**Reading text**
Personal information
- Full name: Markus Henriksen
- Date of birth: 25 July 1992 (age 34)
- Place of birth: Trondheim, Norway
- Height: 1.87 m (6 ft 2 in)
- Positions: Defender; midfielder;

Youth career
- Trond IL
- Rosenborg

Senior career*
- Years: Team / Apps / (Gls)
- 2009–2012: Rosenborg / 78 / (11)
- 2012–2017: AZ Alkmaar / 108 / (26)
- 2016–2017: → Hull City (loan) / 11 / (0)
- 2017–2020: Hull City / 74 / (4)
- 2020: → Bristol City (loan) / 4 / (0)
- 2020–2024: Rosenborg / 73 / (3)

International career^{‡}
- 2007: Norway U15 / 4 / (1)
- 2008: Norway U16 / 13 / (4)
- 2009: Norway U17 / 10 / (0)
- 2009–2010: Norway U18 / 6 / (2)
- 2010–2011: Norway U19 / 9 / (1)
- 2010–2013: Norway U21 / 10 / (2)
- 2011: Norway U23 / 2 / (0)
- 2010–2020: Norway / 58 / (3)

= Markus Henriksen =

Norwegian footballer (born 1992)

Markus Henriksen (born 25 July 1992) is a former Norwegian professional footballer who plays as a midfielder. He last played for Eliteserien club Rosenborg.

**Material provided**
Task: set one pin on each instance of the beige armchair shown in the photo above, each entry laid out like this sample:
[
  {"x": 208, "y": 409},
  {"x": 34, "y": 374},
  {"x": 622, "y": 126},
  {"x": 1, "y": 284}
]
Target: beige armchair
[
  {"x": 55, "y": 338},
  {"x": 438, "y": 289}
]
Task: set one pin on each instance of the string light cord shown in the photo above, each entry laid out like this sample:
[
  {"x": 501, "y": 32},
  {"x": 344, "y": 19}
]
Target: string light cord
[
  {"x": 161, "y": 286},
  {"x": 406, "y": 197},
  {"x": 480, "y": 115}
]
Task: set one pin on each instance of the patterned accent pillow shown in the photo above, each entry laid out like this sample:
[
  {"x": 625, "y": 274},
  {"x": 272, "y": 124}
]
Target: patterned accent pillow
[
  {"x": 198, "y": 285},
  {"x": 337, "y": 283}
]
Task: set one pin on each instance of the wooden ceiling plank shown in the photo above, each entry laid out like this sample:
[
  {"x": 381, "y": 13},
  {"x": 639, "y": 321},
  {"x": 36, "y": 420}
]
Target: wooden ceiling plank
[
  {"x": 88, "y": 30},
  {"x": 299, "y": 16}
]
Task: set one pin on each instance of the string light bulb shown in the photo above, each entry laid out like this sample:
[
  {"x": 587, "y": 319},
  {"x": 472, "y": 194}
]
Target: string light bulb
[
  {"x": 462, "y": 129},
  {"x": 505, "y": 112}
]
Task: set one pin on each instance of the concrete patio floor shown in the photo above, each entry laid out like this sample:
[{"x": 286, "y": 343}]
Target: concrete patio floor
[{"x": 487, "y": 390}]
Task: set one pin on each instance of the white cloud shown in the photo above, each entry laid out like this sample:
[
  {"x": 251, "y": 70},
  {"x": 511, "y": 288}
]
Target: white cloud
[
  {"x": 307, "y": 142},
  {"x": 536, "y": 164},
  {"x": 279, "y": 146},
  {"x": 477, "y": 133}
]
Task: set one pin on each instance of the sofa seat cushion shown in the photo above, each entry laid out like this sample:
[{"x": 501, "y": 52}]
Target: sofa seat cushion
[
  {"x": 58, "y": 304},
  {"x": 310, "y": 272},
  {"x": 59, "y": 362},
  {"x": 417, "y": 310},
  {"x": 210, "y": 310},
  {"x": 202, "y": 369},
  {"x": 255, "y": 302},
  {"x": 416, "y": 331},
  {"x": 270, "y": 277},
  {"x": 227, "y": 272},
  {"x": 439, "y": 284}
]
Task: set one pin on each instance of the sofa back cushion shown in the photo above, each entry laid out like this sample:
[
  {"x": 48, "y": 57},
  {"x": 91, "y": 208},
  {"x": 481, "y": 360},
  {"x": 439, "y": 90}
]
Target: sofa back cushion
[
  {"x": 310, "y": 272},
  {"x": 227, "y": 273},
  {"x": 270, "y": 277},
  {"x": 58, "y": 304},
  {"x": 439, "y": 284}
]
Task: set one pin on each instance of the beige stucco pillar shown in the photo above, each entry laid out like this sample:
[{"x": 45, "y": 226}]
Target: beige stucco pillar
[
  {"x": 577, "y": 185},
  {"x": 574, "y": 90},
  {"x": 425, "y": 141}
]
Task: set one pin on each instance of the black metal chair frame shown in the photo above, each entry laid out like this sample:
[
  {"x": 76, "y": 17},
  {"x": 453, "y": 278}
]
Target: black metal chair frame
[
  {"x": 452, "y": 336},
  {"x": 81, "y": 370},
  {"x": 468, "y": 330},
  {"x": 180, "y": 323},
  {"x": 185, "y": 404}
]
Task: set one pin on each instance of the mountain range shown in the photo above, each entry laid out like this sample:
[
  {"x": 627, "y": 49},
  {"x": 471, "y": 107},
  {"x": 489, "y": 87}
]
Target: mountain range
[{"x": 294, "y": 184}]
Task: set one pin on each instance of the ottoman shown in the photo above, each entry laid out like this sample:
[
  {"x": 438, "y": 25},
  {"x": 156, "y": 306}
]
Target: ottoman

**Activity list**
1 - According to the text about Markus Henriksen, what is his place of birth?
2 - Carry on with the text about Markus Henriksen, picking up after its final sentence.
The entries have no connection to the text about Markus Henriksen.

**Responses for each task**
1 - Trondheim, Norway.

2 -
==Club career==
===Rosenborg===
Henriksen moved from Trond IL to Rosenborg as a boy. He proved himself early on as an exciting midfielder, showing traits of footballing intelligence, basic skill and excellent endurance.

====2009====
Henriksen made his Rosenborg debut in a cup game against Gjøvik-Lyn on 10 May 2009, coming on for Alexander Tettey in the 86th minute. His Tippeligaen debut came later that year when he was a late substitute for Trond Olsen against Sandefjord on 20 September 2009. Despite aggregating little over half an hour of football that season, he played the three games necessary to gain a 2009 Tippeligaen medal at the age of just 17 years.

====2010====
In 2010, Henriksen became a regular fixture in the Rosenborg side under Erik Hamrén and continued to do so when Nils Arne Eggen replaced the outgoing Hamrén. He played in 28 of a possible 30 games, 26 appearances as a first team starter.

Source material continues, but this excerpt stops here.